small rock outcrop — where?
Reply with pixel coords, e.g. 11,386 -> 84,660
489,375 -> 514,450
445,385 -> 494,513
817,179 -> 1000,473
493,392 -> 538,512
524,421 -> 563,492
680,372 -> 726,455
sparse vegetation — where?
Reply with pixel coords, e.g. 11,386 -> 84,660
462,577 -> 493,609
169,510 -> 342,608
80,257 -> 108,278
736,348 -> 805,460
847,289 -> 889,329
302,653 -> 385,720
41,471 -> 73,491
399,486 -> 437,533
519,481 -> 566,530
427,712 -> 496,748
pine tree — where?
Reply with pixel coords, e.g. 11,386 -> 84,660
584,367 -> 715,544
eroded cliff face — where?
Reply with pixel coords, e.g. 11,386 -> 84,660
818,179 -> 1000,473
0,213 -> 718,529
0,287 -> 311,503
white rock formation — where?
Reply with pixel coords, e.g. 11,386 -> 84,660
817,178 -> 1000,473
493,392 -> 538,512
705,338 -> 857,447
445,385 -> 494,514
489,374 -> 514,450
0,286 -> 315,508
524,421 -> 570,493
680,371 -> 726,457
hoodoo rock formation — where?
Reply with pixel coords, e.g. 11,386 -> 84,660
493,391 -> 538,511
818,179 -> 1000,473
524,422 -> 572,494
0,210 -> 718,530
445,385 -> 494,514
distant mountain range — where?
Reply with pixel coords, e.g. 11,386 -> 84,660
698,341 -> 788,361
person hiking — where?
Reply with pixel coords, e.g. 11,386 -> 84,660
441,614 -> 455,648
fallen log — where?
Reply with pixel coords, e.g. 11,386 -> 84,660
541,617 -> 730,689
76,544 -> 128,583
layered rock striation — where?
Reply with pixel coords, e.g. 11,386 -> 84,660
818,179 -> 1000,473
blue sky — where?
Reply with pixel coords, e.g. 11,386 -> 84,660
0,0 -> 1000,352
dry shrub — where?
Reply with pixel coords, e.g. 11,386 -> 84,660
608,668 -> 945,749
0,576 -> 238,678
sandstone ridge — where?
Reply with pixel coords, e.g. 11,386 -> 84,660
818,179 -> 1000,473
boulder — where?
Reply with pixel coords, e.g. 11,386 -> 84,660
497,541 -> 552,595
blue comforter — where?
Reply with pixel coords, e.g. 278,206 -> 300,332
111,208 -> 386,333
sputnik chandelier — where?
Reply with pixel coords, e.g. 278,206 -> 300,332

____

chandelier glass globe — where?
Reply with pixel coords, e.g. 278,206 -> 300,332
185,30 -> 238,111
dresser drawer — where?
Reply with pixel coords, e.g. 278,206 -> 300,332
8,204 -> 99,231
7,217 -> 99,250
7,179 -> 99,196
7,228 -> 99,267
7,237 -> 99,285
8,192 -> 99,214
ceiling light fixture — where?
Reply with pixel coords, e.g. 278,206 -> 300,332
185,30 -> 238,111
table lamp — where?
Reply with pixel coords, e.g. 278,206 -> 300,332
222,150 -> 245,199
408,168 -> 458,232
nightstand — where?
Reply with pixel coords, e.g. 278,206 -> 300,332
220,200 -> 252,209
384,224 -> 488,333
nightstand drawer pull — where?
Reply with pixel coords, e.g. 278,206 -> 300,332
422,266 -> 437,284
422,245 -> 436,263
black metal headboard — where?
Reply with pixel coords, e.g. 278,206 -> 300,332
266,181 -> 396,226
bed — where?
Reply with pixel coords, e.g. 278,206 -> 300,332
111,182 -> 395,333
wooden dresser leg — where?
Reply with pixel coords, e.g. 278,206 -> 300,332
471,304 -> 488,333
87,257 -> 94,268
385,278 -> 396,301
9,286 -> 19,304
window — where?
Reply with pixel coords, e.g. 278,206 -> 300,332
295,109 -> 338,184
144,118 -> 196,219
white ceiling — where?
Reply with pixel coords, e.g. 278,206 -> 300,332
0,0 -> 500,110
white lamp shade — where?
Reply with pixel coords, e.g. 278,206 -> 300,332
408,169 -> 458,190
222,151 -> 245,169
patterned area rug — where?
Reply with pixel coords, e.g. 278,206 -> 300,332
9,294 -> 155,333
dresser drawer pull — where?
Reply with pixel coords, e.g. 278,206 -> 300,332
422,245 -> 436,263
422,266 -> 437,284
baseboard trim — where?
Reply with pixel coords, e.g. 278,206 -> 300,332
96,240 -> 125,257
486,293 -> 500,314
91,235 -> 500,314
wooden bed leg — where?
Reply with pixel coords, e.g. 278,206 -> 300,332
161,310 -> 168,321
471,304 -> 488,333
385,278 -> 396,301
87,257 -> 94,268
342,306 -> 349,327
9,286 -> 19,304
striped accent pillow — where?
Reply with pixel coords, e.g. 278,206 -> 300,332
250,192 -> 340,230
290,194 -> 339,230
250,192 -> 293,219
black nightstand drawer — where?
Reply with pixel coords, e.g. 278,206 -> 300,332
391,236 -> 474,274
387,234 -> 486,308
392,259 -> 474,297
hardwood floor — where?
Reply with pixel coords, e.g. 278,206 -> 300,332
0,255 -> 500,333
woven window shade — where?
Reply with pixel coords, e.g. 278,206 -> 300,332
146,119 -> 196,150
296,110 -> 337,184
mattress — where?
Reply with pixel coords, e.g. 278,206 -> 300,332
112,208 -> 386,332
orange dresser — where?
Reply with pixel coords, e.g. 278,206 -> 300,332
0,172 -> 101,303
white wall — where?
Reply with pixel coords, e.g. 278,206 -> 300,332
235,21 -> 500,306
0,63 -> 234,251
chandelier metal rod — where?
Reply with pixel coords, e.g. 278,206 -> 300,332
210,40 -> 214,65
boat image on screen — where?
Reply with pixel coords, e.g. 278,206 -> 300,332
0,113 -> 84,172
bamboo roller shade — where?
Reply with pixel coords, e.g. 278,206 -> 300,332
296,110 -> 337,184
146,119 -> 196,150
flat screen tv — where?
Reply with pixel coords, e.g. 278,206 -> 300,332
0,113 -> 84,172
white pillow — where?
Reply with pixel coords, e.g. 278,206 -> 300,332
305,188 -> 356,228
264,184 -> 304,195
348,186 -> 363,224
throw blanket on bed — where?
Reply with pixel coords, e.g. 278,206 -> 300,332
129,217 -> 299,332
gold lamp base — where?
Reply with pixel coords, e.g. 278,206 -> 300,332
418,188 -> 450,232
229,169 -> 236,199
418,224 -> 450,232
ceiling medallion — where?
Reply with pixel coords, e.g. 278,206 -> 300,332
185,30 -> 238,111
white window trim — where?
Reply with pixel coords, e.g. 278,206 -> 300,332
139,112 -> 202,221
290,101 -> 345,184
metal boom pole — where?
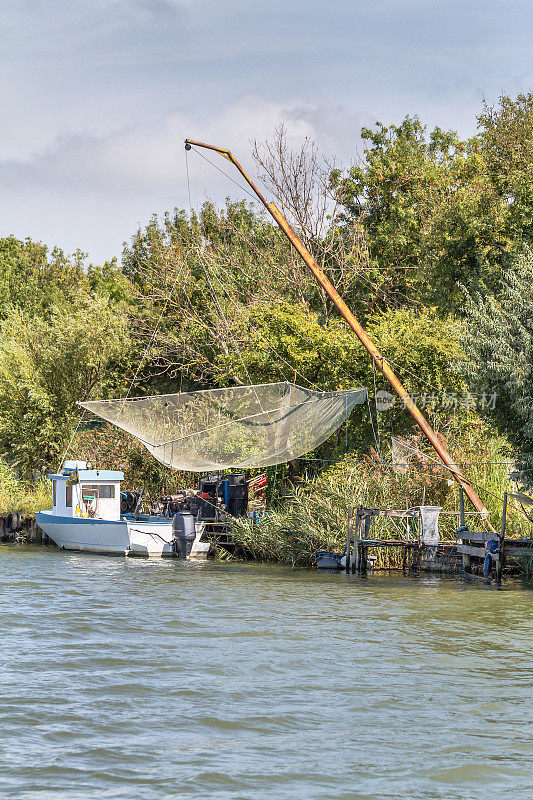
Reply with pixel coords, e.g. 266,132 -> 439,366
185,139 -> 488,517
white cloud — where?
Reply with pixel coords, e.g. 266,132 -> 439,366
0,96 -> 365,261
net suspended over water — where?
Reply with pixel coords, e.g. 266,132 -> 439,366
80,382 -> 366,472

____

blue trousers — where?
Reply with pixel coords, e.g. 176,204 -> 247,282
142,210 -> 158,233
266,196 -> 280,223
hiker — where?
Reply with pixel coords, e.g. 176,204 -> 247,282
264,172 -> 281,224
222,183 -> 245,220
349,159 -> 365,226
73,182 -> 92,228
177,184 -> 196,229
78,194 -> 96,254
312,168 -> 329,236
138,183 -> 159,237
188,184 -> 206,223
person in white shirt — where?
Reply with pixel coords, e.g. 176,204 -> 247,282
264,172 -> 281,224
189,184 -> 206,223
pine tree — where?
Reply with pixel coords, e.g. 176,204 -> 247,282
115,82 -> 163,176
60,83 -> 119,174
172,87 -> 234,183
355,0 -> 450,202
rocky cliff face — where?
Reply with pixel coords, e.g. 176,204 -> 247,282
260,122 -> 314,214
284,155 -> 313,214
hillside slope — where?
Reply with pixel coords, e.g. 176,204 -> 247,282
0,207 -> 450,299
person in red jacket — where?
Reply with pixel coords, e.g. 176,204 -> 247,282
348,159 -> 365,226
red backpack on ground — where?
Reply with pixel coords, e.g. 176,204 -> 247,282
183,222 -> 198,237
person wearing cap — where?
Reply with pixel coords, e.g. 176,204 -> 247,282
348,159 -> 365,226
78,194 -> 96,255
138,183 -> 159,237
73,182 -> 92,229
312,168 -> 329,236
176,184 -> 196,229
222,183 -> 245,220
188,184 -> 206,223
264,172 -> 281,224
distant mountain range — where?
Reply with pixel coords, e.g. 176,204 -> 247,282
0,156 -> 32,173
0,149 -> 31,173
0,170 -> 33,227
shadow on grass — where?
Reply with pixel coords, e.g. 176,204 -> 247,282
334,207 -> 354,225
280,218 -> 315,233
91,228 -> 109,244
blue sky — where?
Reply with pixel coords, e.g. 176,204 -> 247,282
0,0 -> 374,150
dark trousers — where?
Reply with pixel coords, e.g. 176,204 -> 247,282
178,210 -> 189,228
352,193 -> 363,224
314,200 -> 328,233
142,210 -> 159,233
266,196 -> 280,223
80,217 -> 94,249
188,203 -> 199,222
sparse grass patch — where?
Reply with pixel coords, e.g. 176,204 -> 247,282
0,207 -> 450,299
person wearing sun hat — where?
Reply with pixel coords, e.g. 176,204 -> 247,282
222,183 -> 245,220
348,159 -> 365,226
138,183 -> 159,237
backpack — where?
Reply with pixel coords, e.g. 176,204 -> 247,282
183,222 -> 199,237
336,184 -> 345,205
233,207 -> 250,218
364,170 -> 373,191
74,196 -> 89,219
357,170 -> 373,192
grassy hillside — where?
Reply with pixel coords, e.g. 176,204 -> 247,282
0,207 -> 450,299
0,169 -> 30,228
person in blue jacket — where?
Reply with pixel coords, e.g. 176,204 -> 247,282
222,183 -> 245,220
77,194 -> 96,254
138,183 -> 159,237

____

What the exercise asks ▸
Print every line from the one with "wooden dresser leg — where?" up to and including the one with "91,235 -> 500,314", unchanged and in the same order.

Response ▸
wooden dresser leg — where?
Reply with pixel coords, e.g. 278,206 -> 300,332
471,304 -> 488,333
87,257 -> 94,268
385,278 -> 396,301
9,286 -> 19,304
window — where?
Reply with pixel coords, e.g. 278,206 -> 300,332
295,109 -> 338,184
144,118 -> 196,219
white ceiling — where?
Reply with pixel coords, e.g. 278,206 -> 300,332
0,0 -> 500,110
white lamp shade — where?
Reply with pixel coords, e.g. 278,206 -> 300,332
408,169 -> 458,190
222,151 -> 245,169
patterned area rug — where?
Reply with pixel coords, e.g. 278,206 -> 300,332
9,294 -> 155,333
dresser drawer pull — where?
Reply with pixel coords, e.g. 278,206 -> 300,332
422,245 -> 436,263
422,266 -> 437,284
baseboard trim — where?
Reply with pixel coords, e.g. 278,206 -> 300,332
96,240 -> 125,257
486,293 -> 500,314
91,235 -> 500,314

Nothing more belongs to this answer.